Çalışma Soruları:
a: Amasya Cezaevi haberine göre aşağıdaki soruları yanıtlayın.
(i) Soru önergesini veren milletvekili kimdir ve hangi ilin milletvekilidir?
(ii) Cezaevi Komisyonu tutuklularla hangi tarihte görüşmüştür?
(iii) Tutuklulara göre kimlik taşıma uygulaması ne zamandan beri sürmektedir?
b: Amasya Cezaevi haberindeki "Sarıyıldız önergesinde" diye başlayan paragrafı ana bilgilerini koruyarak daha kısa biçimde yeniden yazın.
c: Amasya Cezaevi haberinde "HDP Milletvekili Sarıyıldız, Amasya" sözlerinden aşağıda "soru önergesi verdi." sözlerine kadar uzanan her şeyi aynen yazın.

Metin Alıntısı:
************

'Amasya Cezaevi'nde tecrit uygulanıyor'

HDP'li Sarıyıldız, Amasya Cezaevi'ndeki ağır hak ihlallerini Meclis'e taşıdı. Sarıyıldız, tutsakların yaşadıklarını aktarırken, Bakan İpek'e de "Cezaevi idaresi hakkında herhangi bir idari işlem ya da soruşturma başlatılmış mıdır" diye sordu.

HDP Milletvekili Sarıyıldız, Amasya Cezaevi'ndeki ağır hak ihlallerini Meclis'e taşıdı. Sarıyıldız, tutsakların yaşadıklarını aktarırken, Bakan İpek'e de "Cezaevi idaresi hakkında herhangi bir idari işlem ya da soruşturma başlatılmış mıdır" diye sordu.
HDP Şırnak Milletvekili Faysal Sarıyıldız, Amasya Cezaevi’ndeki tutsaklara dönük sistemli tecrit uygulaması ve hak ihlalleri hakkında Adalet Bakanı Kenan İpek'e soru önergesi verdi.

TUTSAKLAR: FİİLİ TECRİDE UĞRUYORUZ

Sarıyıldız önergesinde, Özgürlükçü Hukukçular Derneği  Ankara Şubesi Cezaevi Komisyonu'nun Amasya  E Tipi Kapalı Ceza İnfaz Kurumu’nda bulunan mahpusların, çeşitli hak ihlallerine maruz kaldıklarına ilişkin başvuruları üzerine cezaevindeki tutsaklar ile 01.07.2015 tarihinde görüşme gerçekleştirdiğini hatırlattı. Sarıyıldız, şunları belirtti:  "Yapılan görüşmede tutsaklar, yaklaşık son 1 aydır  cezaevi idaresi tarafından zorunlu olarak 'cezaevi-hükümlü kimliği taşıma ve gösterme' uygulamasının getirildiğini, cezaevi içerisinde bu kimliklerin tutuldukları koğuş dışındaki tüm yerlerde (ortak alan, sosyal faaliyet alanı, telefon görüşmeleri, ziyaretçi görüşmeleri gidiş gelişlerinde) sürekli olarak mahpuslarca görevliye göstermek suretiyle cezaevi idaresince zaruri kılındığını, bu uygulamaya uymadıklarından  ötürü mahpusların sosyal faaliyetlere, ortak alana , revire ve doktor kontrolüne çıkarılmadıklarını böylelikle kendilerinin fiili tecride maruz bırakıldıklarını belirtmişlerdir. Tutsaklar bu uygulamanın yeni ve keyfi olduğunu,  uzun süredir bu Cezaevinde bulunduklarını,  küçük ve az nüfuslu olan cezaevi içerisinde cezaevi idaresi ve gardiyanları tarafından zaten tanındıklarını, böyle bir uygulamanın amacının tecrit ve teşhir edilme, askeri düzen kurma ve tek tipleştirme amaçlı olduğunu belirtmişler ve bu nedenle bu keyfi ve onur zedeleyici uygulamayı kabul etmediklerinden dolayı haklarında hiçbir disiplin cezası olmadan tecrit edildiklerini aktarmışlardır. Mahpusların; daha önce de kimlikleri taşımadıkları zaman bunun sorun yapılmadığı sadece belli zamanlarda görevlilerce bu konuda tutanak tutulduğu ancak bunun herhangi bir hak sınırlamasına dönüşmediğidir. Yine sadece bu uygulama sebebiyle mahpusların sosyal faaliyetlerden mahrum edilme, ortak alana çıkarılmama sadece odada bırakma şeklindeki uygulamanın haklarında kesinleşmiş bir disiplin cezası olmayan mahpuslara karşı memurlarca görev suçu işlendiğinin göstergesidir."

************

Öğeler:
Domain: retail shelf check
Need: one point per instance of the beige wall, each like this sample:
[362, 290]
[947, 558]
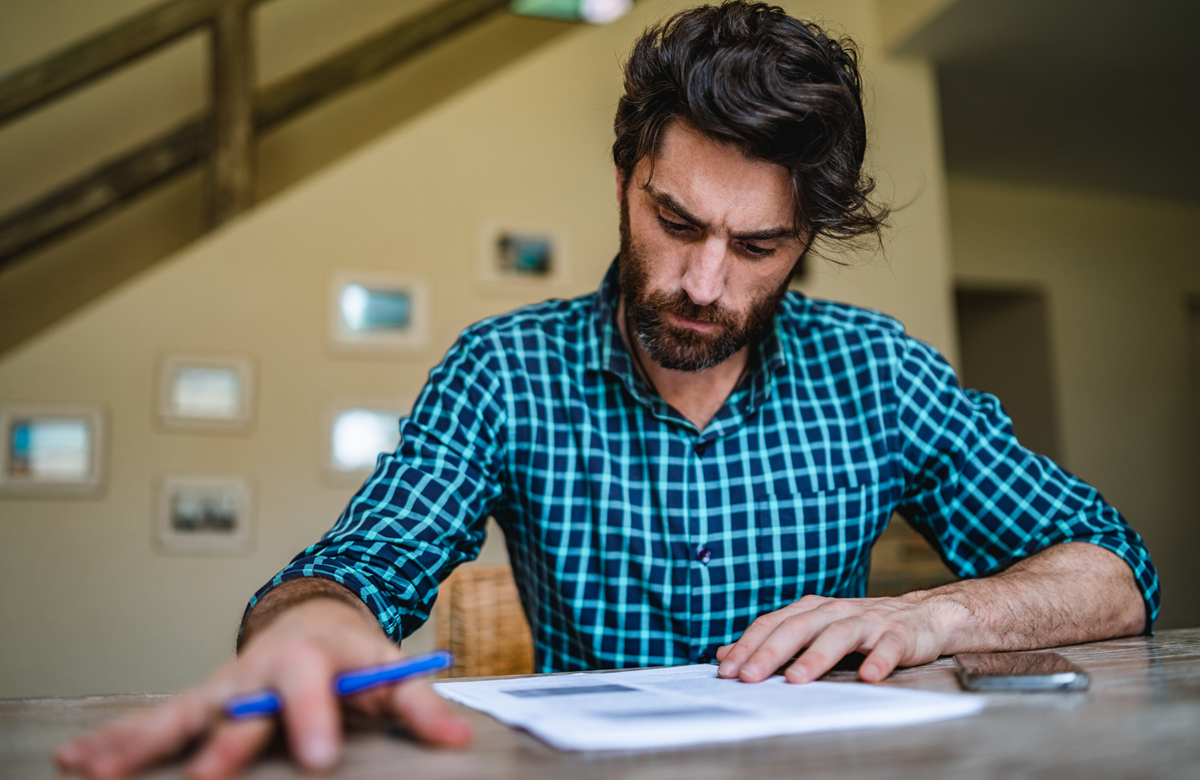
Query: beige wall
[1117, 273]
[87, 604]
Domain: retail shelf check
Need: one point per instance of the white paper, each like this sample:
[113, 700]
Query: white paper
[690, 705]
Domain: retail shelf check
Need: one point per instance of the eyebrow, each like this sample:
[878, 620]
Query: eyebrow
[669, 202]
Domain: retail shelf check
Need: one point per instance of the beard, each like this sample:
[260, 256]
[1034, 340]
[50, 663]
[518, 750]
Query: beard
[681, 348]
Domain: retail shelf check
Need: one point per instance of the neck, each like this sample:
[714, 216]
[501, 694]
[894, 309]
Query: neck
[697, 395]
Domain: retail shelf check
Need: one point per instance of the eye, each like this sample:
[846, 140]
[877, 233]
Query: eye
[754, 250]
[677, 228]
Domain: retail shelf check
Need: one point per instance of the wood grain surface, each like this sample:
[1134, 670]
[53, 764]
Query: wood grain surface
[1140, 719]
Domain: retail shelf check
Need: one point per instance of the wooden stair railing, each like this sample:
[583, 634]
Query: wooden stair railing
[226, 135]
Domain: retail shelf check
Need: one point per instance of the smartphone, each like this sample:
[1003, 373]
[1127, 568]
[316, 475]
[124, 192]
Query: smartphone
[1019, 672]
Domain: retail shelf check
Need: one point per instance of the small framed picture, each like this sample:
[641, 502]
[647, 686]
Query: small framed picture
[516, 255]
[378, 312]
[204, 515]
[359, 432]
[52, 449]
[207, 393]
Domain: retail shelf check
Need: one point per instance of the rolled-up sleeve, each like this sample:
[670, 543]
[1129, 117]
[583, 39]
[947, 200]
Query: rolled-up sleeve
[982, 498]
[423, 511]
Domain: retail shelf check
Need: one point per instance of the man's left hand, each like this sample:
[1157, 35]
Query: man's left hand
[905, 631]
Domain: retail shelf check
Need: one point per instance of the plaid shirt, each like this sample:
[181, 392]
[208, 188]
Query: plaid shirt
[639, 540]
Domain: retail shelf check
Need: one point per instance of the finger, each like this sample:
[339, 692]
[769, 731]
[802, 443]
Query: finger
[232, 745]
[762, 628]
[883, 659]
[829, 646]
[430, 717]
[311, 717]
[783, 645]
[749, 642]
[137, 741]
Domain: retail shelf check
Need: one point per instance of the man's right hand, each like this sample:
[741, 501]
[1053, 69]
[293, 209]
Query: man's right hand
[298, 653]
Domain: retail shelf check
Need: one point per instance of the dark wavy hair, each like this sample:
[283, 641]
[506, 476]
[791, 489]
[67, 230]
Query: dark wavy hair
[777, 88]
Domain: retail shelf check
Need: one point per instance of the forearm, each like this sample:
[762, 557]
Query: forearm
[292, 593]
[1068, 593]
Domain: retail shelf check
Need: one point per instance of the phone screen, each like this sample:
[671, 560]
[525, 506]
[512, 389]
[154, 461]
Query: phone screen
[1019, 672]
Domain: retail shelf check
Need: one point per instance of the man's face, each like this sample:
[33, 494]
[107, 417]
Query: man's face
[707, 247]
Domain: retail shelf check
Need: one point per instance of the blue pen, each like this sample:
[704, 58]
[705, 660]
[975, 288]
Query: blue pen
[268, 702]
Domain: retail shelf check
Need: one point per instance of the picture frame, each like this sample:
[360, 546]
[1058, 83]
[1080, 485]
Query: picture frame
[55, 450]
[378, 312]
[357, 431]
[516, 255]
[204, 515]
[207, 393]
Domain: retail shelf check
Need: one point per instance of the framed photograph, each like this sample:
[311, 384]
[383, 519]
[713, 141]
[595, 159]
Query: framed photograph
[204, 515]
[378, 312]
[516, 255]
[358, 432]
[52, 449]
[207, 393]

************

Çözümler:
a:
(i) Önergeyi HDP Şırnak Milletvekili Faysal Sarıyıldız vermiştir.
(ii) Görüşme 01.07.2015 tarihinde yapılmıştır.
(iii) Uygulama yaklaşık son bir aydır sürmektedir.

b: Sarıyıldız önergesinde, Özgürlükçü Hukukçular Derneği Ankara Şubesi Cezaevi Komisyonu'nun başvurular üzerine 01.07.2015'te Amasya E Tipi Kapalı Ceza İnfaz Kurumu'ndaki tutuklularla görüştüğünü hatırlattı. Tutuklular, yaklaşık bir aydır cezaevi idaresinin koğuş dışındaki her yerde hükümlü kimliği taşıyıp göstermeyi zorunlu kıldığını anlattı. Bu kuralı keyfi ve onur kırıcı bulup uymayan tutuklular sosyal faaliyetlere, ortak alana, revire ve doktor kontrolüne çıkarılmıyor. Tutuklular böylece hiçbir disiplin cezası olmadan fiilen tecrit edildiklerini söyledi. Daha önce kimlik taşımamak yalnızca zaman zaman tutanakla kayda geçiyor, bir hak kısıtlamasına yol açmıyordu. Sarıyıldız'a göre disiplin cezası kesinleşmemiş tutuklulara bu uygulamanın yapılması, görevlilerin görev suçu işlediğini gösteriyor.

c:
HDP Milletvekili Sarıyıldız, Amasya Cezaevi'ndeki ağır hak ihlallerini Meclis'e taşıdı. Sarıyıldız, tutsakların yaşadıklarını aktarırken, Bakan İpek'e de "Cezaevi idaresi hakkında herhangi bir idari işlem ya da soruşturma başlatılmış mıdır" diye sordu.
HDP Şırnak Milletvekili Faysal Sarıyıldız, Amasya Cezaevi’ndeki tutsaklara dönük sistemli tecrit uygulaması ve hak ihlalleri hakkında Adalet Bakanı Kenan İpek'e soru önergesi verdi.